◆ WRITTEN REQUEST:
Please turn the lines of the records below into a numbered list, leaving out blank lines and the pictures.

— START RECORDS TO PROCESS —

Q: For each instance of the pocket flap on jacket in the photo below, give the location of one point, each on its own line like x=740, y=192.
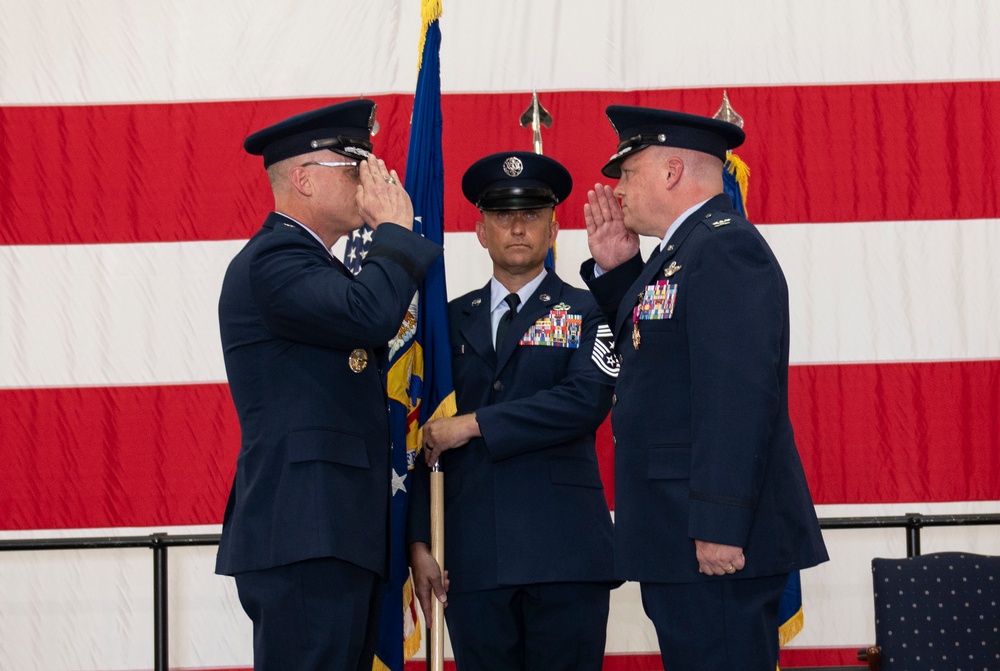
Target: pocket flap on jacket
x=579, y=472
x=326, y=445
x=669, y=463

— END RECORDS TO PROCESS —

◆ EXERCISE RESPONSE:
1. Q: For each instance of the pocket flap on jacket in the photo below, give the location of one point, each on its own line like x=740, y=192.
2. Target: pocket flap on jacket
3. x=579, y=472
4. x=326, y=445
5. x=669, y=463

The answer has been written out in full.